● **EXCERPT PROVIDED**
Monitoring the river-to-ocean continuum and understanding estuarine and coastal hydrodynamic processes.
The Elbe Estuary and Western Baltic Coast campaign aims at bringing together remote sensing, oceanography and hydrology topics in the Elbe estuary and Western Baltic coastal region to disentangle estuarine and coastal processes and their interaction. In this region, the SWOT cal/val site includes both the Elbe Estuary between its mouth in the German Bight and its dike in Geerstacht and the non-tidal river after the dike. The Baltic German coast is also included, while the Elbe Estuary outflow in the North-Sea German coasts is covered and considered under the science phase.
The Elbe Estuary and Western Baltic Coast campaign aims at a high-grade analysis based on superior level of information from space combined with in-situ coastal observations and greater wealth of processes in the coastal and estuarine models that consider explicitly the land boundary condition (including, thus, the linkage to the emerged coast).
It is hypothesised that the new altimetry remote sensing observations from the Delay Doppler and wide-swath technique have the potential to make an unprecedented progress at (1) monitoring the river-to-ocean continuum and (2) understanding estuarine and coastal hydrodynamic processes.
The first scientific goal is to study processes of tidal mixing, storm surges and salt water intrusions and the interaction of tide and discharge in the sea/estuary/river environments. A second scientific goal is the monitoring and detection of long-term and extreme variation in water level and discharge occurring in the interval 2010-2022 in estuarine and coastal zone by using enhanced space altimeter data. A third goal is to understand the observed signals and their errors. In practise, we should understand the possible limitations of both nadir and swath altimeter data with implication towards future altimeter mission planning.

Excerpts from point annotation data
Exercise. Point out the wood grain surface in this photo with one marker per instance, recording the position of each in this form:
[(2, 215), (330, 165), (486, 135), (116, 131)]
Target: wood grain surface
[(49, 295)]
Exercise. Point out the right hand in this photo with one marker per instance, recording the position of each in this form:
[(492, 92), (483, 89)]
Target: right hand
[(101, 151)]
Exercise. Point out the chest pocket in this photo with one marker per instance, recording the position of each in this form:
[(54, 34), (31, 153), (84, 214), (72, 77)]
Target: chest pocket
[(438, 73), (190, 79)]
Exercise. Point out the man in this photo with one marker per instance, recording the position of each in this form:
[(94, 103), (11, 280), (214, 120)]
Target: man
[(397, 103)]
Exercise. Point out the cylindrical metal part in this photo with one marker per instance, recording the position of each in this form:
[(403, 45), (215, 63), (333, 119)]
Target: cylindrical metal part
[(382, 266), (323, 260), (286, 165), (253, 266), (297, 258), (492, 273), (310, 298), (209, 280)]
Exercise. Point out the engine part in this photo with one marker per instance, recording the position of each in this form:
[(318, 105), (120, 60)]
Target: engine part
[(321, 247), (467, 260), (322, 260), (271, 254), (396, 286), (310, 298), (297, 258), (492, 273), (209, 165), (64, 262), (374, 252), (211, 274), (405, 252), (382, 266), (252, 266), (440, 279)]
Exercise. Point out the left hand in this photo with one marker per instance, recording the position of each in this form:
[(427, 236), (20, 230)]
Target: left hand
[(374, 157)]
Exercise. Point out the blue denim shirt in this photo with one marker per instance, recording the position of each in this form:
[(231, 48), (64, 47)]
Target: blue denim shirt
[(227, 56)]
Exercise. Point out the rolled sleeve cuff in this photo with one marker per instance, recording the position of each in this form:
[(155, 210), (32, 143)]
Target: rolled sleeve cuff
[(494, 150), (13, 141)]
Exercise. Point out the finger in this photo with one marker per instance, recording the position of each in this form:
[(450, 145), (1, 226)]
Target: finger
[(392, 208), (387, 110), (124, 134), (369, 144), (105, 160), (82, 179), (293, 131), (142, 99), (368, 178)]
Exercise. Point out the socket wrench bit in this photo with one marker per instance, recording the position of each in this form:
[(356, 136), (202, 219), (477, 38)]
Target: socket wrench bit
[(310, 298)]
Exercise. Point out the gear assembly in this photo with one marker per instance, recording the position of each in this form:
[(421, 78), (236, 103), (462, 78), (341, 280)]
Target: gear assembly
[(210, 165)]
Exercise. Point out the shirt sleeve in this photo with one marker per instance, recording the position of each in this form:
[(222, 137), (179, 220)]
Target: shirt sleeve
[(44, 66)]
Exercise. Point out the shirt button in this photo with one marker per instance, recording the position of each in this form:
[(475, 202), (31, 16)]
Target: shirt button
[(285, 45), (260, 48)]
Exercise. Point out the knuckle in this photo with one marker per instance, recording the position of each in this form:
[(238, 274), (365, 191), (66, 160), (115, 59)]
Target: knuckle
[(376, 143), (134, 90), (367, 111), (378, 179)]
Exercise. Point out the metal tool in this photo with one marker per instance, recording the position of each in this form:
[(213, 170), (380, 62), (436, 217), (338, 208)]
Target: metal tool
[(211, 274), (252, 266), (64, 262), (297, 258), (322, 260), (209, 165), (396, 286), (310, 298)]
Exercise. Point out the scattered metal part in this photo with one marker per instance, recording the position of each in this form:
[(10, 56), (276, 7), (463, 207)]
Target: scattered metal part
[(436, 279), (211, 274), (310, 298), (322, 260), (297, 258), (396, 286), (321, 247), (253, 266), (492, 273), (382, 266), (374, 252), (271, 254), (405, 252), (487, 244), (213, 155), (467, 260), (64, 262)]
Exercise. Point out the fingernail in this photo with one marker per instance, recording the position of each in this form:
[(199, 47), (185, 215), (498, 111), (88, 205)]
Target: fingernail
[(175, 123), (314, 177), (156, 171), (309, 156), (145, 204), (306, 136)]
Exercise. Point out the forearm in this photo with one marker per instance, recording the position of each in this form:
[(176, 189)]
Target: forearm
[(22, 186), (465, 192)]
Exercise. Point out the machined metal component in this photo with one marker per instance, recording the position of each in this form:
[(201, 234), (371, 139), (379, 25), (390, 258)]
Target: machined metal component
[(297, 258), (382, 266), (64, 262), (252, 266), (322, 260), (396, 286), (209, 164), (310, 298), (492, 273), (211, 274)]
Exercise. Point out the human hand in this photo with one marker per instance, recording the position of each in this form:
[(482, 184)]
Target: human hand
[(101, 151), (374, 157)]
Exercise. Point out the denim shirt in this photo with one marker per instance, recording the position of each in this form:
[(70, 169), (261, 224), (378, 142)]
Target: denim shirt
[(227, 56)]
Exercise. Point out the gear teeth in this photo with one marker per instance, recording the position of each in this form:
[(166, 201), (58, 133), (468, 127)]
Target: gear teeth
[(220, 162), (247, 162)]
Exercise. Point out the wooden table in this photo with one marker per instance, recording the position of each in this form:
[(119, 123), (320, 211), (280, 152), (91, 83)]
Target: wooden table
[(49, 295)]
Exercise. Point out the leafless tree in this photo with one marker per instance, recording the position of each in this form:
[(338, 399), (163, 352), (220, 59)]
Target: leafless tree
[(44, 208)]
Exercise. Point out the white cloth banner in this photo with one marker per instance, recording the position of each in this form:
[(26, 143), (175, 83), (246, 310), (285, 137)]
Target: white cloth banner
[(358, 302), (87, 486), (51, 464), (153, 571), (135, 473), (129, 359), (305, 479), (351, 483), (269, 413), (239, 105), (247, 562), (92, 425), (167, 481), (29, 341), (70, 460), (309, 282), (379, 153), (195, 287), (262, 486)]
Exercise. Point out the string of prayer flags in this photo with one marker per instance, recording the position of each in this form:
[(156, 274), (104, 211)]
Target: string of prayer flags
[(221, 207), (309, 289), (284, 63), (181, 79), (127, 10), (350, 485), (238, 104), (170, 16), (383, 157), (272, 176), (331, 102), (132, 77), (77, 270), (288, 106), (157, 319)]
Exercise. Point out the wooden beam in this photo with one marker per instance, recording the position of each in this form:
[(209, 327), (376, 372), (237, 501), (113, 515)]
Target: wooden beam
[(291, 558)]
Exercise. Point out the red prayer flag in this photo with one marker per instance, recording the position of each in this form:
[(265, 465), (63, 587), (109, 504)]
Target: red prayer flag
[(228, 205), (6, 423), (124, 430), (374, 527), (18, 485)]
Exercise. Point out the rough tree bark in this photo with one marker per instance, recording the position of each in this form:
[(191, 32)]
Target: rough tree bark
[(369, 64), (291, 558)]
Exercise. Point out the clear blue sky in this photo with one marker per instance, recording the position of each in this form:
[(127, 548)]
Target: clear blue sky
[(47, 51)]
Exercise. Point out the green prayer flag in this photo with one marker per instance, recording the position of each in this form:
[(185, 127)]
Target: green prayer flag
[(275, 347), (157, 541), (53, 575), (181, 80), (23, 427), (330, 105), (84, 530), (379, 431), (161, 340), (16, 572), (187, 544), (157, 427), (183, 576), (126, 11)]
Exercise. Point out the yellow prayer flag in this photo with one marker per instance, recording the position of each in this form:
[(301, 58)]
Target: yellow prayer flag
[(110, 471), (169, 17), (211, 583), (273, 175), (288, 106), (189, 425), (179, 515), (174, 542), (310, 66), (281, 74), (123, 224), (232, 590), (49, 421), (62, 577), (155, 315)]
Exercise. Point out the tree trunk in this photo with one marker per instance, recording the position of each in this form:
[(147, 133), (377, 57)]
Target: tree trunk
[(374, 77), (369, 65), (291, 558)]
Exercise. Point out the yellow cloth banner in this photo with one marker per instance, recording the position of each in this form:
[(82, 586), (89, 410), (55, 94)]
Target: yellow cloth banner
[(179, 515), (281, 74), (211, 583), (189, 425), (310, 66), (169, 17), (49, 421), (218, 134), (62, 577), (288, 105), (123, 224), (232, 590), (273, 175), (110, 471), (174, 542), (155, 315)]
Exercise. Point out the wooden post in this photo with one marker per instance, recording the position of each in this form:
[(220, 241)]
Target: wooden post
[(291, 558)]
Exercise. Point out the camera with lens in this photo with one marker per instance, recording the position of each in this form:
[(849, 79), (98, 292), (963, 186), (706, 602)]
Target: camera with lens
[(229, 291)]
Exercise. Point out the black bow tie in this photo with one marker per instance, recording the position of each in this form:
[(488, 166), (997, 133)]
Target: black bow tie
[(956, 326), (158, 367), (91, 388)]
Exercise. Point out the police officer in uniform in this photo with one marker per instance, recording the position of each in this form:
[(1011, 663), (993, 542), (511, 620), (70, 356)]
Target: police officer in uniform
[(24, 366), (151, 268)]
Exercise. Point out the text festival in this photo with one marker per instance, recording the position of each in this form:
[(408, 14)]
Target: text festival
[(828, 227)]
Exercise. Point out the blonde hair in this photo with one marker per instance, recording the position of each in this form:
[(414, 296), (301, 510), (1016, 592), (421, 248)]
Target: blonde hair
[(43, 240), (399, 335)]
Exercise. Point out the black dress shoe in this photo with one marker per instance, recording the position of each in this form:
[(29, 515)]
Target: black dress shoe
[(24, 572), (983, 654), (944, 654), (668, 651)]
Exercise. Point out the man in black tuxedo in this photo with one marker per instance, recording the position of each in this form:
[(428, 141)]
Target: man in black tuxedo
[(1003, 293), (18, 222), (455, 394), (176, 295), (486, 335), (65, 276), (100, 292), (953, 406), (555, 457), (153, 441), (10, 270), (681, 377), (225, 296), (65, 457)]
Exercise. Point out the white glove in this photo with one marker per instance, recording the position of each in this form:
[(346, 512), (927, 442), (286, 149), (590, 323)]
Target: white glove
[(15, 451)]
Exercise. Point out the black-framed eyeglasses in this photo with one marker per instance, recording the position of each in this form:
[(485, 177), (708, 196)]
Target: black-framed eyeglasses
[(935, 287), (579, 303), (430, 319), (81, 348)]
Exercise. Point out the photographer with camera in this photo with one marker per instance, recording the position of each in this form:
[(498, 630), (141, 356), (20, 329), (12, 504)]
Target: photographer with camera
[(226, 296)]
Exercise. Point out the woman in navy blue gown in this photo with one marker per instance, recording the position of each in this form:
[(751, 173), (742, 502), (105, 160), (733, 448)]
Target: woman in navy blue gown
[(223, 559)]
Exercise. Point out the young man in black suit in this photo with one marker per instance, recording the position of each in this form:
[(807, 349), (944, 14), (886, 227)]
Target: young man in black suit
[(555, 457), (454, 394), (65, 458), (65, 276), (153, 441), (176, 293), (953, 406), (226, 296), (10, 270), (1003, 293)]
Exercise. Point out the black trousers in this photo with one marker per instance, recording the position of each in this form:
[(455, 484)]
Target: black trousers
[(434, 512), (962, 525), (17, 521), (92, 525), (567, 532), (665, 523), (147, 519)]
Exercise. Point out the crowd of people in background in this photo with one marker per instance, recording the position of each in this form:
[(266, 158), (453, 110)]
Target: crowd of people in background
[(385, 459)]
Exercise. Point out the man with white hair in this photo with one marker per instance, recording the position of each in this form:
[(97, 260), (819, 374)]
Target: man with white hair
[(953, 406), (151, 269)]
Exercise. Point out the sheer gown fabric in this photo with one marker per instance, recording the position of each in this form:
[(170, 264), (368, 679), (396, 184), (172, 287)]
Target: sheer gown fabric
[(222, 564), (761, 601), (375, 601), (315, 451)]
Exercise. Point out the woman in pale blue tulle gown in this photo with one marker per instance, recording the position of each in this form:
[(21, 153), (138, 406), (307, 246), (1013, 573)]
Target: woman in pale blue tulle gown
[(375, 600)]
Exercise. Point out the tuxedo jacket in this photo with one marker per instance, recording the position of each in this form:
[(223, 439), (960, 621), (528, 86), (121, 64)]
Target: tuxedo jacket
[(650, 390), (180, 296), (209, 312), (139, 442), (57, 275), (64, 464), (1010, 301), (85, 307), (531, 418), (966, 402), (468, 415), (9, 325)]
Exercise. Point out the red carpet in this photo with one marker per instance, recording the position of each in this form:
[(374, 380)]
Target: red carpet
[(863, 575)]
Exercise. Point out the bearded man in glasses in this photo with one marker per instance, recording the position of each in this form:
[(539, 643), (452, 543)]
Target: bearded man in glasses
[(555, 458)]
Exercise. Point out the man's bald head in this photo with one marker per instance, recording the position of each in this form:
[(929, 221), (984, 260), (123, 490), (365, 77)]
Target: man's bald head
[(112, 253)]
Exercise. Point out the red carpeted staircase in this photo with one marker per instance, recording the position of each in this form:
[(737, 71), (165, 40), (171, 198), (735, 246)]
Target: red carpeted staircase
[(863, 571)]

● **EXERCISE GOAL**
Reproduce everything from "Monitoring the river-to-ocean continuum and understanding" down to "the science phase." in the Elbe Estuary campaign text, changing "dike" to "weir".

● **FULL RESPONSE**
Monitoring the river-to-ocean continuum and understanding estuarine and coastal hydrodynamic processes.
The Elbe Estuary and Western Baltic Coast campaign aims at bringing together remote sensing, oceanography and hydrology topics in the Elbe estuary and Western Baltic coastal region to disentangle estuarine and coastal processes and their interaction. In this region, the SWOT cal/val site includes both the Elbe Estuary between its mouth in the German Bight and its weir in Geerstacht and the non-tidal river after the weir. The Baltic German coast is also included, while the Elbe Estuary outflow in the North-Sea German coasts is covered and considered under the science phase.